— Start —
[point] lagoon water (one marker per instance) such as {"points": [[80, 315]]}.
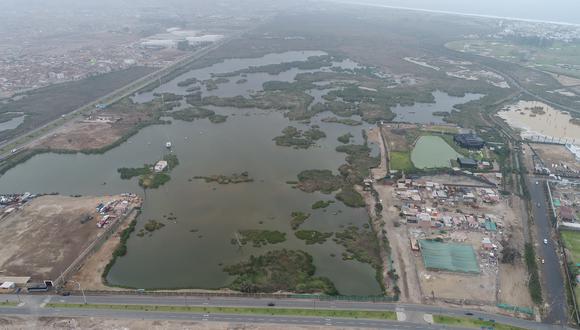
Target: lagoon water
{"points": [[191, 251], [432, 152], [422, 113]]}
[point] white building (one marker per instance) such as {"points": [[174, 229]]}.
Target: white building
{"points": [[160, 166]]}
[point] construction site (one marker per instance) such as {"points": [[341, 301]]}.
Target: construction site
{"points": [[47, 238], [455, 238]]}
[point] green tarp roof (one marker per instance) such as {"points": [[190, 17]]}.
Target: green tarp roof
{"points": [[449, 256]]}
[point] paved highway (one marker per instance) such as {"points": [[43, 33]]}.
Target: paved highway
{"points": [[33, 305], [553, 282], [200, 317]]}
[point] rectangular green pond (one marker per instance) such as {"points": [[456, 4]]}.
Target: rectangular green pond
{"points": [[432, 152]]}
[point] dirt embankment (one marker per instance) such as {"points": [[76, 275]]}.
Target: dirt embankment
{"points": [[10, 323], [44, 236], [90, 273]]}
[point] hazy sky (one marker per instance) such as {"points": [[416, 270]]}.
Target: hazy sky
{"points": [[547, 10]]}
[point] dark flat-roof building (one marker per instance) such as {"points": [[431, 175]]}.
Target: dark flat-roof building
{"points": [[469, 141], [466, 162]]}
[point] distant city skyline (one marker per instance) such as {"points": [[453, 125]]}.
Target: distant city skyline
{"points": [[561, 11]]}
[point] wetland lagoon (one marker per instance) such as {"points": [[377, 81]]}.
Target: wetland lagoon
{"points": [[202, 219]]}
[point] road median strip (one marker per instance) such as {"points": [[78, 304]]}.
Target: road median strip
{"points": [[383, 315], [475, 323]]}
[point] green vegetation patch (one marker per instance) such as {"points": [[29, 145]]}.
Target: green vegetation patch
{"points": [[279, 270], [401, 161], [153, 225], [345, 138], [259, 237], [148, 178], [319, 180], [121, 249], [298, 219], [350, 197], [534, 283], [292, 137], [312, 63], [471, 323], [361, 245], [312, 236], [193, 113], [359, 162], [321, 204], [344, 121], [339, 313], [227, 179]]}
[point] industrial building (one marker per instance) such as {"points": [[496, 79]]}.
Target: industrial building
{"points": [[469, 141]]}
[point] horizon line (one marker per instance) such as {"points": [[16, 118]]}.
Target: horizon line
{"points": [[530, 20]]}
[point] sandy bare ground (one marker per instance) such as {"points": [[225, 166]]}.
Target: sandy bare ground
{"points": [[46, 235], [566, 80], [91, 270], [101, 323], [77, 135], [401, 253], [374, 136], [401, 256]]}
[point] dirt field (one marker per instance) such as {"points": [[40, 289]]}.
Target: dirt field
{"points": [[565, 80], [78, 136], [100, 323], [374, 136], [82, 135], [46, 235], [396, 136], [501, 284], [90, 272]]}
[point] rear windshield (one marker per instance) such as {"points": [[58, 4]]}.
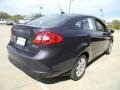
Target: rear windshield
{"points": [[48, 21]]}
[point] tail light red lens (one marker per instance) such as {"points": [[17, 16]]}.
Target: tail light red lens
{"points": [[47, 38]]}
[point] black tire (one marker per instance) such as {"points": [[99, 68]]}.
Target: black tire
{"points": [[108, 51], [73, 75]]}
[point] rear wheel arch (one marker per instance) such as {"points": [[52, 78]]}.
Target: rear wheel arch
{"points": [[86, 54]]}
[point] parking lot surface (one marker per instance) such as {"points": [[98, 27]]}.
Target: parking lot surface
{"points": [[102, 74]]}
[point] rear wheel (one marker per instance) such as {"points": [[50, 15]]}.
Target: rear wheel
{"points": [[78, 69], [108, 51]]}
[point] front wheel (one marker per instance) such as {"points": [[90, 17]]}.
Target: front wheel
{"points": [[108, 51], [79, 68]]}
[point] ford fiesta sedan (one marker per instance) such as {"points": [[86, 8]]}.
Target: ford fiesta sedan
{"points": [[58, 45]]}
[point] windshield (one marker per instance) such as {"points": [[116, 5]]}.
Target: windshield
{"points": [[48, 21]]}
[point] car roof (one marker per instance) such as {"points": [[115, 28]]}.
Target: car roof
{"points": [[79, 15]]}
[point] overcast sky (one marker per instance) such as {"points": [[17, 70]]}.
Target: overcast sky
{"points": [[111, 8]]}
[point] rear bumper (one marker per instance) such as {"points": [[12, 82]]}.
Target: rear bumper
{"points": [[36, 66], [33, 73]]}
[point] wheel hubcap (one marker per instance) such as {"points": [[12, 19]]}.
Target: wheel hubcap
{"points": [[81, 67]]}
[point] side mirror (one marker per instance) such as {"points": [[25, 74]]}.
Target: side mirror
{"points": [[111, 31]]}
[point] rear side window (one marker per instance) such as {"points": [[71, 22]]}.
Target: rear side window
{"points": [[100, 26], [88, 24], [49, 21]]}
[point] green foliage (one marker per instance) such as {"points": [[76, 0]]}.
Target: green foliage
{"points": [[16, 18], [115, 24], [4, 15]]}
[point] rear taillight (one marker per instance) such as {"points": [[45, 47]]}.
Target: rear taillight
{"points": [[47, 38]]}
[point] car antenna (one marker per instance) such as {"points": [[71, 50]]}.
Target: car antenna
{"points": [[62, 12]]}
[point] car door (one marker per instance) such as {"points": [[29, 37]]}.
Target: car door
{"points": [[102, 32], [97, 41]]}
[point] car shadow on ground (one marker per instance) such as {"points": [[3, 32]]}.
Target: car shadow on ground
{"points": [[61, 78]]}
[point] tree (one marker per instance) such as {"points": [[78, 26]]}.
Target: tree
{"points": [[4, 15], [115, 24], [37, 15], [16, 18]]}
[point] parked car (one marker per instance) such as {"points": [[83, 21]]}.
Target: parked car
{"points": [[2, 21], [10, 22], [58, 45]]}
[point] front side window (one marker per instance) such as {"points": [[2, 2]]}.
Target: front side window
{"points": [[88, 24], [100, 26]]}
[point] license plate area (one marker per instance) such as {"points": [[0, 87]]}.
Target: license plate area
{"points": [[21, 41]]}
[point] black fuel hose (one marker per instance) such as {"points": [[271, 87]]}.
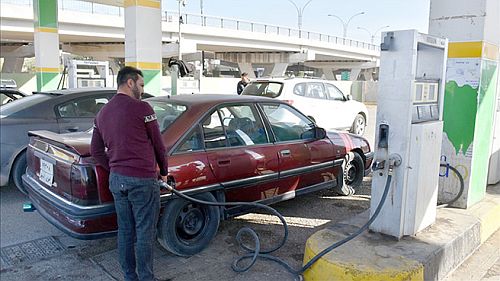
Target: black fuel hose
{"points": [[256, 252], [462, 186]]}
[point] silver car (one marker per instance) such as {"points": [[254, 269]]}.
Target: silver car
{"points": [[61, 111]]}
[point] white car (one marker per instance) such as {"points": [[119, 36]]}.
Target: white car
{"points": [[319, 99]]}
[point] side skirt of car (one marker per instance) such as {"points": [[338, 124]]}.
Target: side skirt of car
{"points": [[239, 210]]}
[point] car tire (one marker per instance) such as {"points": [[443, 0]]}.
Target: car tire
{"points": [[351, 176], [18, 170], [359, 125], [186, 228]]}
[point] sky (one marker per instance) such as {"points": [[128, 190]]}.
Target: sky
{"points": [[398, 14]]}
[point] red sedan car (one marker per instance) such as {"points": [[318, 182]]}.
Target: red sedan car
{"points": [[219, 147]]}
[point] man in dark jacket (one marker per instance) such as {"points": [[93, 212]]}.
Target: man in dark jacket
{"points": [[126, 140], [242, 83]]}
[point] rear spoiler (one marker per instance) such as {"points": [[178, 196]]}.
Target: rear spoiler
{"points": [[77, 142]]}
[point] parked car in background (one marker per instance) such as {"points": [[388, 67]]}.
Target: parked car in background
{"points": [[221, 148], [59, 111], [319, 99]]}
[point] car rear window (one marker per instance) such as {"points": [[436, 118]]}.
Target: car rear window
{"points": [[21, 104], [263, 88], [166, 112]]}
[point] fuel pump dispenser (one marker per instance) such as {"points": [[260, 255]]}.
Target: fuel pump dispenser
{"points": [[408, 131], [84, 74]]}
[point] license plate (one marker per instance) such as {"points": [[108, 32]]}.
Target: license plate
{"points": [[46, 172]]}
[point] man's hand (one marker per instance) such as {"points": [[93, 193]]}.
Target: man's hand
{"points": [[164, 178]]}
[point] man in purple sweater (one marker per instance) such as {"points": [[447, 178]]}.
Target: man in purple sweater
{"points": [[126, 140]]}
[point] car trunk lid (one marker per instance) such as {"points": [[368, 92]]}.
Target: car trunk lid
{"points": [[61, 163]]}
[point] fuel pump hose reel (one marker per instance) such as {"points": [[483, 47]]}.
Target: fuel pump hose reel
{"points": [[256, 252]]}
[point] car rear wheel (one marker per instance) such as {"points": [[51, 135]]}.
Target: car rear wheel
{"points": [[18, 169], [186, 228], [358, 126], [353, 170]]}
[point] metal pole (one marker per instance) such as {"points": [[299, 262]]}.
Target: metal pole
{"points": [[179, 33], [372, 35], [300, 12], [345, 24]]}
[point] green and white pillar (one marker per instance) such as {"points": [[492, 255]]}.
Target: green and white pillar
{"points": [[46, 44], [143, 40], [471, 92]]}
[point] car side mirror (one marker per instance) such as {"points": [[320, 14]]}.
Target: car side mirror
{"points": [[319, 133], [315, 133]]}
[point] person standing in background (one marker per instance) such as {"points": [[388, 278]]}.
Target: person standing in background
{"points": [[127, 142], [242, 83]]}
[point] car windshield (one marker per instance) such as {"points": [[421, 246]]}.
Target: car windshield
{"points": [[21, 104], [166, 112], [263, 88]]}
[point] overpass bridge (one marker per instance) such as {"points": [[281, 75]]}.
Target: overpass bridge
{"points": [[99, 32]]}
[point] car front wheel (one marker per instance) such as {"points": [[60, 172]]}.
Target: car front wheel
{"points": [[352, 174], [358, 126], [186, 228]]}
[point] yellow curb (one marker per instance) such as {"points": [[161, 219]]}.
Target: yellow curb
{"points": [[346, 264]]}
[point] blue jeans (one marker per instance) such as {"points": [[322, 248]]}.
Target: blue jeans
{"points": [[137, 204]]}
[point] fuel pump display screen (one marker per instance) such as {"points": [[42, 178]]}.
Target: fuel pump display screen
{"points": [[425, 102]]}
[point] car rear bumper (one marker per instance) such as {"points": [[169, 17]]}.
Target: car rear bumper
{"points": [[81, 222]]}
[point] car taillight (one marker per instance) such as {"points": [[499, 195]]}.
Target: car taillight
{"points": [[84, 185], [102, 176]]}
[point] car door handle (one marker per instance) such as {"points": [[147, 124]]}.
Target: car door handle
{"points": [[285, 152], [224, 162]]}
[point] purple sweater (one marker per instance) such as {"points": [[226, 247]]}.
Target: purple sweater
{"points": [[128, 129]]}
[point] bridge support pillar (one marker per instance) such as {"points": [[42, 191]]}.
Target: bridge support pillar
{"points": [[143, 43], [247, 67], [471, 94], [279, 69], [46, 39], [354, 74], [328, 72]]}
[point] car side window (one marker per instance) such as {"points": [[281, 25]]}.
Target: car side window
{"points": [[315, 90], [243, 125], [193, 142], [84, 107], [213, 131], [287, 123], [334, 92], [300, 89]]}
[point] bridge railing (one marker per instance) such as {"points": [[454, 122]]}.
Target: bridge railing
{"points": [[243, 25], [204, 20]]}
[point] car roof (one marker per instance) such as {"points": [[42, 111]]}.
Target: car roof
{"points": [[287, 79], [211, 98], [76, 90]]}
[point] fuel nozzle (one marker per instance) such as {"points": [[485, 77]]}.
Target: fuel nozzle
{"points": [[378, 165], [165, 186], [394, 161]]}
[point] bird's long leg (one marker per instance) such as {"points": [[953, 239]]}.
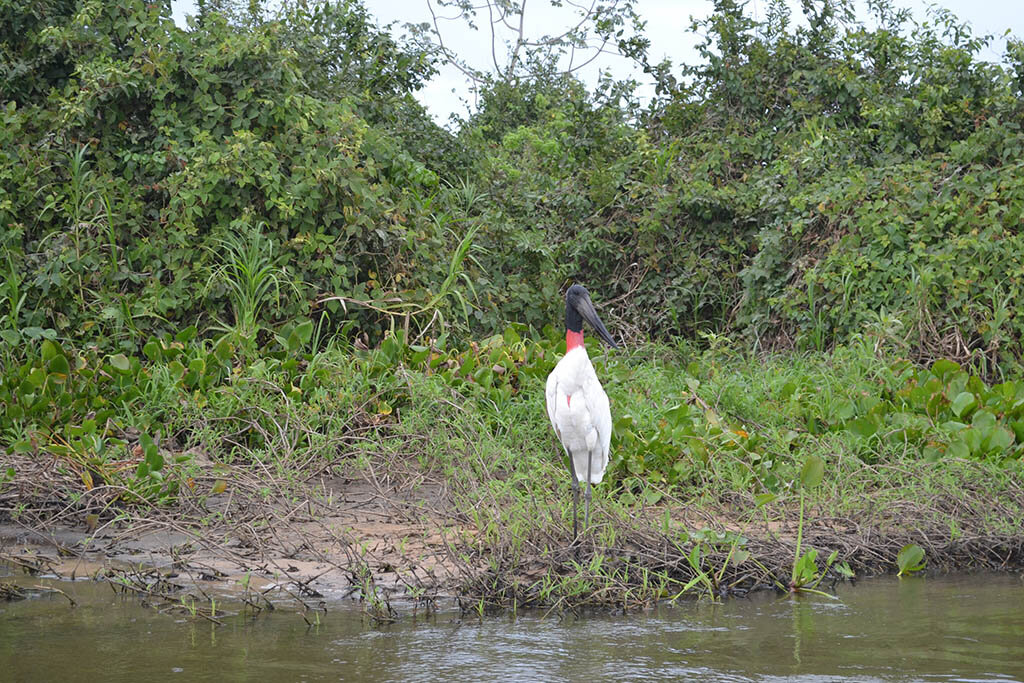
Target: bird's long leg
{"points": [[576, 495], [586, 513]]}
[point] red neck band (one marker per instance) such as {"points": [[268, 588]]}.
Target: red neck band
{"points": [[572, 339]]}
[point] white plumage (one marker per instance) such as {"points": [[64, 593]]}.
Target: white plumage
{"points": [[578, 406], [579, 411]]}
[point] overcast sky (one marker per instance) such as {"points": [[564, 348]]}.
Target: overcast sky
{"points": [[668, 29]]}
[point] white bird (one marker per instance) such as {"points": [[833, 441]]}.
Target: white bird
{"points": [[578, 406]]}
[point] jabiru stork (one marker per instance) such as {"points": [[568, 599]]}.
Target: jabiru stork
{"points": [[578, 406]]}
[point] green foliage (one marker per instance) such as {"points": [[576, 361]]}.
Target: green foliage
{"points": [[910, 559]]}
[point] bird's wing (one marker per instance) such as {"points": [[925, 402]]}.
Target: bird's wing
{"points": [[600, 414], [551, 394]]}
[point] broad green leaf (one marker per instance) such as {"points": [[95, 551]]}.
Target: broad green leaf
{"points": [[121, 363], [812, 472], [963, 403], [910, 558]]}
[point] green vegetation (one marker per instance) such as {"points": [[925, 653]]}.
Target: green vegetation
{"points": [[246, 241]]}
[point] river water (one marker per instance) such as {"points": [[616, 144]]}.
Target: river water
{"points": [[967, 628]]}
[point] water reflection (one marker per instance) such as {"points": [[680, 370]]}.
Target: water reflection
{"points": [[960, 629]]}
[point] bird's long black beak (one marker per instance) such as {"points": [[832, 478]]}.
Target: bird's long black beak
{"points": [[586, 308]]}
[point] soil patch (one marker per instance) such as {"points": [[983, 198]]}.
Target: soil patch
{"points": [[327, 537]]}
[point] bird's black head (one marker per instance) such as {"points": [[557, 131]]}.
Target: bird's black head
{"points": [[579, 307]]}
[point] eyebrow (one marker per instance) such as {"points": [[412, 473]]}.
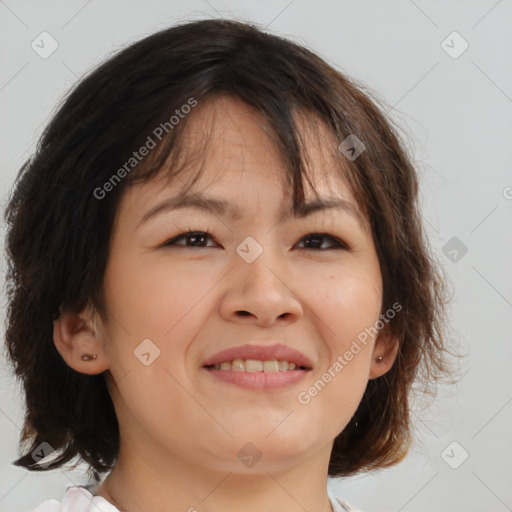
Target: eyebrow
{"points": [[224, 208]]}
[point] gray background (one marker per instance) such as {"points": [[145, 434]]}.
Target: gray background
{"points": [[458, 114]]}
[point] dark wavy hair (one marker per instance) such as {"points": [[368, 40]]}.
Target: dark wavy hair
{"points": [[60, 220]]}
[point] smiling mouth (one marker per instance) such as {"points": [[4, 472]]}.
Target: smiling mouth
{"points": [[256, 365]]}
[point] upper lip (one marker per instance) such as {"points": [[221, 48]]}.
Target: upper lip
{"points": [[260, 352]]}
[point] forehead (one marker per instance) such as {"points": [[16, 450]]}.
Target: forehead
{"points": [[236, 158]]}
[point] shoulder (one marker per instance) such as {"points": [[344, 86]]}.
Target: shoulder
{"points": [[339, 505], [76, 499]]}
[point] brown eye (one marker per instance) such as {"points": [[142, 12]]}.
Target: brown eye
{"points": [[316, 240], [197, 239]]}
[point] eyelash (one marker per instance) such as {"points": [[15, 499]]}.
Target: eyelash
{"points": [[339, 244]]}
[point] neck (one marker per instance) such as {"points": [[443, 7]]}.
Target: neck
{"points": [[135, 486]]}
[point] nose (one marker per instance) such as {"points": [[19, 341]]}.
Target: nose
{"points": [[262, 292]]}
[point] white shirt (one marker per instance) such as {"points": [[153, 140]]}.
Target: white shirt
{"points": [[79, 499]]}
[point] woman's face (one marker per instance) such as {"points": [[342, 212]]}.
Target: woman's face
{"points": [[261, 279]]}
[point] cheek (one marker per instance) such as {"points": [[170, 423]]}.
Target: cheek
{"points": [[156, 299]]}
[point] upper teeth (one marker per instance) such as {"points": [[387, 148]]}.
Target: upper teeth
{"points": [[254, 365]]}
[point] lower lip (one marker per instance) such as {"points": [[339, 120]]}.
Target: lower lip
{"points": [[259, 380]]}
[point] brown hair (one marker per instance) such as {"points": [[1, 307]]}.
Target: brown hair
{"points": [[59, 228]]}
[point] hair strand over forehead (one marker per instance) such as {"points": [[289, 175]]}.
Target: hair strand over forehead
{"points": [[59, 231]]}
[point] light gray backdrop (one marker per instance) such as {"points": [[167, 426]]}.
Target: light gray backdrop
{"points": [[455, 102]]}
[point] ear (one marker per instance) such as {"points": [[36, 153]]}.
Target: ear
{"points": [[384, 354], [76, 334]]}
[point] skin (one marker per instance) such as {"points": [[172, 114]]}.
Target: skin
{"points": [[181, 428]]}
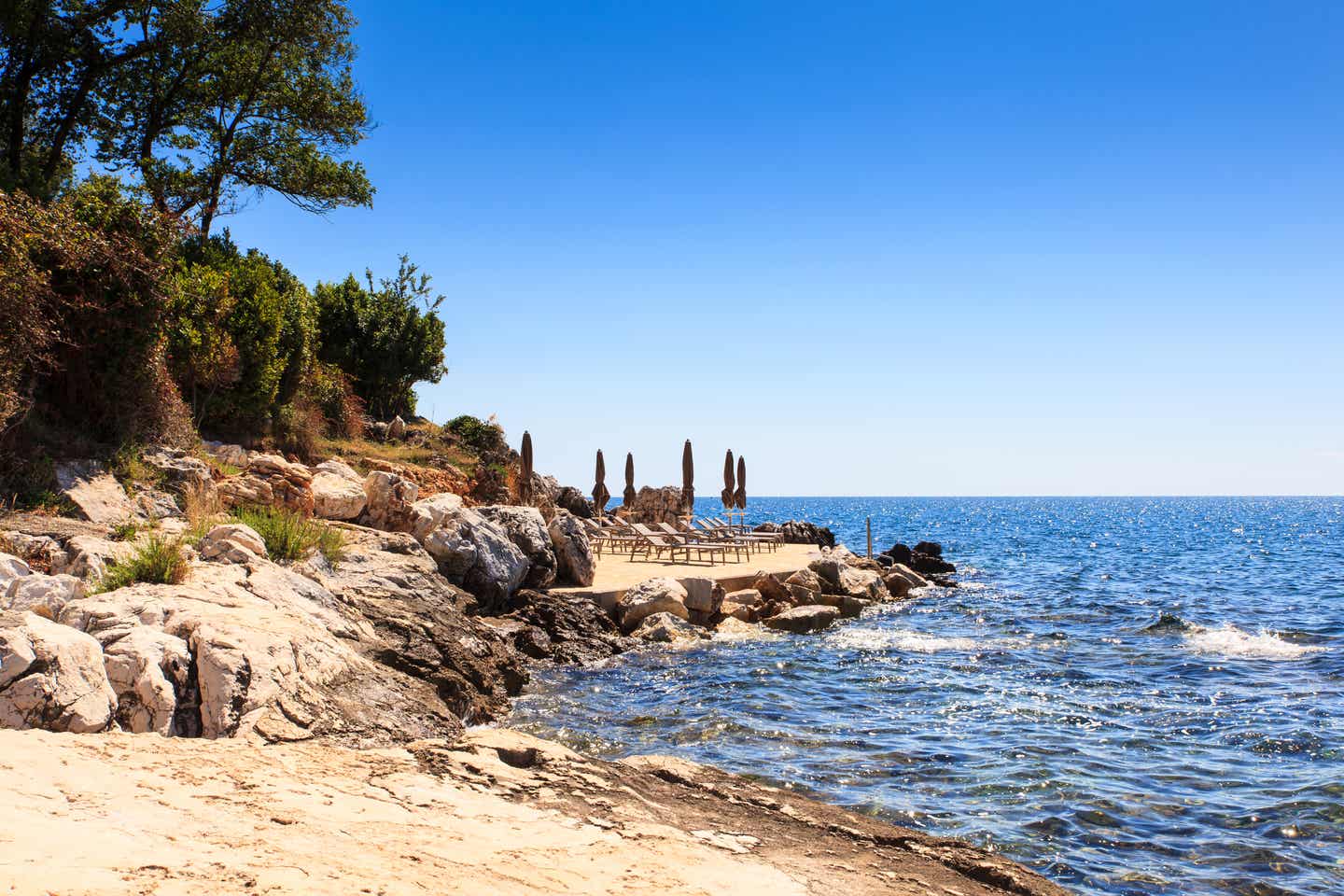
— End —
Identify every line above that contains the word "bare", and copy each of those lines in full.

[point] sandy bare ground (one marker per instance) such as {"points": [[225, 166]]}.
Target: sandy bare ground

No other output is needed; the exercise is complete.